Yapılacak iş ->
Yeni ekonomi modeliyle ilgili aşağıdaki yazıdan "Yeni ekonomi modeli" ile başlayıp "ve etkilerini değerlendirdi." ile biten kısmı harfi harfine yazın.

Yeni ekonomi modeli için uzmanlar ne düşünüyor?
Hazine ve Maliye Bakanlığı'nın gelire endeksli senedi çıkarması ile birlikte bankacılıkta kredi vadeleri ve kredi kartı asgari ödemeleriyle ilgili düzenleme, halka arzlarda yabancıyı cezbedecek kararlar da alındı. Peki uzmanlar bu modele ne diyor?
Hazine ve Maliye Bakanlığı Türk Lirası'nın kullanımını ve cazibesini arttırmak için yeni birtakım önlemler açıkladı.
Bloomberg HT yayınına katılan uzmanlar yeni alınan önlemleri ve etkilerini değerlendirdi.
"Avantajlarının sınırlı olacağı kanaatindeyim"
Piri Reis Üniversitesi Rektör Yardımcısı Prof. Dr. Erhan Aslanoğlu ekonomi yönetiminin yabancı yatırımcıya swap kanalını koşullu olarak yeniden açmasının belli noktalarda cazibe yaratacağını fakat etkisinin sınırlı olacağını belirtti.

Verilen bilgiler ->

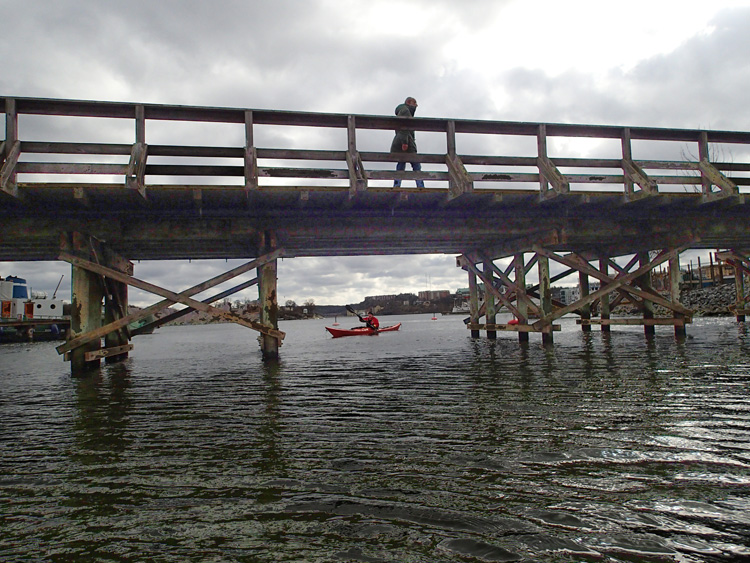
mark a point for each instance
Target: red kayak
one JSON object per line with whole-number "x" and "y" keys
{"x": 336, "y": 332}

Sorunun çözümü ->
Yeni ekonomi modeli için uzmanlar ne düşünüyor?
Hazine ve Maliye Bakanlığı'nın gelire endeksli senedi çıkarması ile birlikte bankacılıkta kredi vadeleri ve kredi kartı asgari ödemeleriyle ilgili düzenleme, halka arzlarda yabancıyı cezbedecek kararlar da alındı. Peki uzmanlar bu modele ne diyor?
Hazine ve Maliye Bakanlığı Türk Lirası'nın kullanımını ve cazibesini arttırmak için yeni birtakım önlemler açıkladı.
Bloomberg HT yayınına katılan uzmanlar yeni alınan önlemleri ve etkilerini değerlendirdi.